### The task
The required output is the full listing below, reproduced word for word.

### Data for this exercise

Start of Block

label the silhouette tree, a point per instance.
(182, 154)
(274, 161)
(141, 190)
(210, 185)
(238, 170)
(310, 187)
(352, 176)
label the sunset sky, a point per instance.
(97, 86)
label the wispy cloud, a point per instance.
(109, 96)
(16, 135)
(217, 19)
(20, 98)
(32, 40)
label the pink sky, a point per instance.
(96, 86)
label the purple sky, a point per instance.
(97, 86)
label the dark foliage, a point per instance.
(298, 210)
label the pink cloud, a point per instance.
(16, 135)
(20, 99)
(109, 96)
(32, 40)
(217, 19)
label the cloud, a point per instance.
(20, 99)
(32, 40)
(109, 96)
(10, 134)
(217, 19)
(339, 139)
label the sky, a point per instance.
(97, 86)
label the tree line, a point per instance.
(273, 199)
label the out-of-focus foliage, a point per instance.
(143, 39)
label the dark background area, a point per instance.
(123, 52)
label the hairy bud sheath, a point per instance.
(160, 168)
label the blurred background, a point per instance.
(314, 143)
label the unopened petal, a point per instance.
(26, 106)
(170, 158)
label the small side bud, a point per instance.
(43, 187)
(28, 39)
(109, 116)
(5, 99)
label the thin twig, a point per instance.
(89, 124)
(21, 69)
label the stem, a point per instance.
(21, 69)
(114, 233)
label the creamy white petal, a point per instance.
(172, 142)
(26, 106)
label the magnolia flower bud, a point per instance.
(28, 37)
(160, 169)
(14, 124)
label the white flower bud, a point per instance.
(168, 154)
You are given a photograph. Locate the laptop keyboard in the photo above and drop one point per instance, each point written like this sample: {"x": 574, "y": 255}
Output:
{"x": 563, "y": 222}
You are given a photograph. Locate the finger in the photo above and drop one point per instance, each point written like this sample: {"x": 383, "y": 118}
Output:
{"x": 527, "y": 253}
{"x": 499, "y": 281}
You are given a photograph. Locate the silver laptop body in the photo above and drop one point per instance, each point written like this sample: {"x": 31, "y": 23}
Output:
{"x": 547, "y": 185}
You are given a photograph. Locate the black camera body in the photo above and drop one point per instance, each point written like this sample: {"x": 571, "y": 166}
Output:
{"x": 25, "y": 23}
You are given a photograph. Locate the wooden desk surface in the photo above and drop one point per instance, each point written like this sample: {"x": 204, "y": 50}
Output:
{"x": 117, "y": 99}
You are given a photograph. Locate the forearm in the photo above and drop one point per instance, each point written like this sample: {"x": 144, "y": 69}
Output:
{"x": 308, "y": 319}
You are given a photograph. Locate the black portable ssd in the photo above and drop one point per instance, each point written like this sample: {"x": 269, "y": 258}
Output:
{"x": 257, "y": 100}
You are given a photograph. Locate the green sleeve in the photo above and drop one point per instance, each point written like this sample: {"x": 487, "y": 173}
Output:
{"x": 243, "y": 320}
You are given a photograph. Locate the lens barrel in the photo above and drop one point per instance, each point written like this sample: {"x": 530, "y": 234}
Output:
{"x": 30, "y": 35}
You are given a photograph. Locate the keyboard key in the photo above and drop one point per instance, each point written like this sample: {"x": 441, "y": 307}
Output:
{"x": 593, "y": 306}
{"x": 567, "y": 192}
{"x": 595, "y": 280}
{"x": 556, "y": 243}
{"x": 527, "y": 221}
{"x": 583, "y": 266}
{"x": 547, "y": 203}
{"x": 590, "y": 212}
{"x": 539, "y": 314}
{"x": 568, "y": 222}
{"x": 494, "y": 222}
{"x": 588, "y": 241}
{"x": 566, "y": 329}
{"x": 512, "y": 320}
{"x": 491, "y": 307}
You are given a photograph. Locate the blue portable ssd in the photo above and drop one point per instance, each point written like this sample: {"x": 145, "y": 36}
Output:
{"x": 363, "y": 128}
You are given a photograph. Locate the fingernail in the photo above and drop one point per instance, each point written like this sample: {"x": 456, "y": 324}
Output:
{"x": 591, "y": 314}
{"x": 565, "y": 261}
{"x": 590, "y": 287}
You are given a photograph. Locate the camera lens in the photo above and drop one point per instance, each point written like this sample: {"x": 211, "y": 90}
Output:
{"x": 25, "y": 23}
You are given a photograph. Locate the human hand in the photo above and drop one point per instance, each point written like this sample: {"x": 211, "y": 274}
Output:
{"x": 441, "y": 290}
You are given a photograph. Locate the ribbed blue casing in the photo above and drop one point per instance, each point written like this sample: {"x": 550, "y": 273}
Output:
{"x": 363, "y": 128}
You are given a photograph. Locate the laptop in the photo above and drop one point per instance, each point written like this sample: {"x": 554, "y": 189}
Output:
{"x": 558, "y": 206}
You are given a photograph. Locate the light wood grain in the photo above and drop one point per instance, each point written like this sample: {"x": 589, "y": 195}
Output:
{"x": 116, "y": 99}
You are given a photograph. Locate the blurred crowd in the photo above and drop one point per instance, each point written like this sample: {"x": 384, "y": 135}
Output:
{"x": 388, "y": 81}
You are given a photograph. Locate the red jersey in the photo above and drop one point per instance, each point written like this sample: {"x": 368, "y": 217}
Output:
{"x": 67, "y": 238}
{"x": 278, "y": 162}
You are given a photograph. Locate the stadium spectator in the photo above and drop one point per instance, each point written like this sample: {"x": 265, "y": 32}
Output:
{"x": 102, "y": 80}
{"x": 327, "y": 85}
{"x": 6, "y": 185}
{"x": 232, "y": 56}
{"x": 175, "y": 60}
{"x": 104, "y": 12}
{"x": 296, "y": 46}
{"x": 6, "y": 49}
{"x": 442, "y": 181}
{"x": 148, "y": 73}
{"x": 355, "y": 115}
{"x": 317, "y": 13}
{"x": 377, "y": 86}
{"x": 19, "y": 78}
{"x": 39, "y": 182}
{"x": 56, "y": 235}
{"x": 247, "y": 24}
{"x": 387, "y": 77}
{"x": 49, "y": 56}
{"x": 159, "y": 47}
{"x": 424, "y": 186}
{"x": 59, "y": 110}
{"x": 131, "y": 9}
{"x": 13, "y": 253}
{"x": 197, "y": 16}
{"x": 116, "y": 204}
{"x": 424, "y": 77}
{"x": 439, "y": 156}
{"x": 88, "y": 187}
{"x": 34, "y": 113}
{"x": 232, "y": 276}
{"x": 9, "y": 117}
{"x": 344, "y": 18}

End of Block

### Solved exercise
label the silhouette tree, a point per instance.
(182, 154)
(274, 161)
(141, 190)
(210, 185)
(238, 170)
(310, 187)
(352, 176)
label the sunset sky, a point per instance.
(97, 86)
label the wispy cloud, a point per instance.
(109, 96)
(16, 135)
(217, 19)
(20, 98)
(32, 40)
label the pink sky, a point per instance.
(96, 86)
label the purple sky, a point per instance.
(97, 86)
label the dark foliage, a point per instance.
(298, 210)
label the pink cloud, a point per instance.
(16, 135)
(20, 99)
(109, 96)
(32, 40)
(217, 19)
label the cloud, a point per instance.
(20, 99)
(32, 40)
(109, 96)
(10, 134)
(217, 19)
(339, 139)
label the sky, a point per instance.
(97, 86)
label the tree line, a point per instance.
(273, 199)
label the out-of-focus foliage, a point per instance.
(143, 39)
label the dark background area, a point per instance.
(123, 52)
label the hairy bud sheath, a point per instance.
(160, 168)
label the blurred background, a point per instance.
(314, 143)
label the unopened petal, a point per instance.
(26, 106)
(170, 158)
label the small side bud, a point per instance.
(43, 187)
(28, 39)
(109, 116)
(5, 99)
label the thin twig, a point per instance.
(89, 124)
(21, 69)
label the stem, a point per instance.
(21, 69)
(114, 233)
label the creamy white petal, a point per instance.
(172, 142)
(26, 106)
label the magnolia flower bud, a point per instance.
(28, 37)
(160, 169)
(14, 124)
label the white flower bud, a point per instance.
(168, 154)
You are given a photograph. Locate the laptop keyboard in the photo above and drop one point per instance, each point written like this sample: {"x": 574, "y": 255}
Output:
{"x": 563, "y": 222}
You are given a photograph. Locate the finger in the photo above and drop one point per instance, each point written like this sample: {"x": 383, "y": 118}
Output:
{"x": 527, "y": 253}
{"x": 499, "y": 281}
You are given a photograph. Locate the silver laptop body in the photo above and drop one point per instance, each point written like this sample: {"x": 31, "y": 23}
Output:
{"x": 547, "y": 185}
You are given a photograph. Locate the black camera body in the photo above and drop one point per instance, each point written like this sample: {"x": 571, "y": 166}
Output:
{"x": 25, "y": 23}
You are given a photograph. Locate the wooden desk surface in the photo above and drop one point per instance, each point written like this sample: {"x": 204, "y": 50}
Output:
{"x": 117, "y": 99}
You are given a photograph. Locate the forearm in the photo above and drop one point per instance, each point written like this sample: {"x": 144, "y": 69}
Output:
{"x": 308, "y": 319}
You are given a photograph. Locate the black portable ssd in the photo above and drop one point per instance, each point written like this sample: {"x": 269, "y": 258}
Output:
{"x": 257, "y": 100}
You are given a photograph. Locate the green sleeve in the photo above and drop one point per instance, each point written like this sample: {"x": 487, "y": 173}
Output:
{"x": 243, "y": 320}
You are given a photograph. Locate the lens barrel in the photo above and drop one point per instance, each point written like this sample: {"x": 530, "y": 234}
Output:
{"x": 30, "y": 35}
You are given a photograph. Locate the keyboard key in the photo above and drop one point per instance, each point written like this sample: {"x": 441, "y": 307}
Output:
{"x": 593, "y": 306}
{"x": 567, "y": 192}
{"x": 595, "y": 280}
{"x": 556, "y": 243}
{"x": 527, "y": 221}
{"x": 583, "y": 266}
{"x": 547, "y": 203}
{"x": 590, "y": 212}
{"x": 539, "y": 314}
{"x": 568, "y": 222}
{"x": 494, "y": 222}
{"x": 588, "y": 241}
{"x": 566, "y": 329}
{"x": 512, "y": 320}
{"x": 491, "y": 307}
You are given a photograph. Locate the blue portable ssd in the photo above and drop one point per instance, each point written like this sample: {"x": 145, "y": 36}
Output:
{"x": 363, "y": 128}
You are given a photograph. Locate the fingernail in the photo above and drop one point per instance, each point written like this sample: {"x": 456, "y": 324}
Output:
{"x": 591, "y": 314}
{"x": 565, "y": 261}
{"x": 590, "y": 287}
You are given a photograph. Locate the camera lens in the photo above and drop one point per instance, each point written like this sample: {"x": 211, "y": 90}
Output:
{"x": 25, "y": 23}
You are given a photograph. Locate the human hand in the photo above and drop one point per instance, each point written like this sample: {"x": 211, "y": 274}
Output:
{"x": 441, "y": 290}
You are given a photograph. Locate the ribbed blue casing in the photo above and drop one point per instance, each point written like this sample: {"x": 550, "y": 273}
Output:
{"x": 363, "y": 128}
You are given a photograph. Locate the laptop in the photo above and drop one point per instance, each point written like this sample: {"x": 554, "y": 189}
Output:
{"x": 558, "y": 206}
You are given a photograph. Locate the light wood grain in the photo above and drop one point per instance, each point written like this sample: {"x": 589, "y": 195}
Output:
{"x": 116, "y": 99}
You are given a photograph. Locate the blurred crowd in the photo above and drop one point per instance, each point written like this sample: {"x": 384, "y": 135}
Output:
{"x": 388, "y": 81}
You are given a photograph. Locate the red jersey in the photo above and drop one point per instance, each point written like this sample: {"x": 368, "y": 217}
Output:
{"x": 67, "y": 238}
{"x": 278, "y": 162}
You are given a photograph. Locate the stadium spectator in the photo above and drop one point per instance, each point written like this sample: {"x": 265, "y": 32}
Output:
{"x": 102, "y": 80}
{"x": 327, "y": 85}
{"x": 6, "y": 185}
{"x": 232, "y": 56}
{"x": 175, "y": 60}
{"x": 104, "y": 12}
{"x": 296, "y": 46}
{"x": 6, "y": 49}
{"x": 442, "y": 181}
{"x": 148, "y": 73}
{"x": 355, "y": 115}
{"x": 317, "y": 13}
{"x": 377, "y": 86}
{"x": 19, "y": 78}
{"x": 39, "y": 182}
{"x": 56, "y": 235}
{"x": 247, "y": 24}
{"x": 387, "y": 77}
{"x": 49, "y": 56}
{"x": 159, "y": 47}
{"x": 424, "y": 186}
{"x": 59, "y": 110}
{"x": 131, "y": 9}
{"x": 13, "y": 253}
{"x": 197, "y": 16}
{"x": 116, "y": 204}
{"x": 424, "y": 77}
{"x": 439, "y": 156}
{"x": 88, "y": 187}
{"x": 34, "y": 113}
{"x": 232, "y": 276}
{"x": 9, "y": 117}
{"x": 344, "y": 18}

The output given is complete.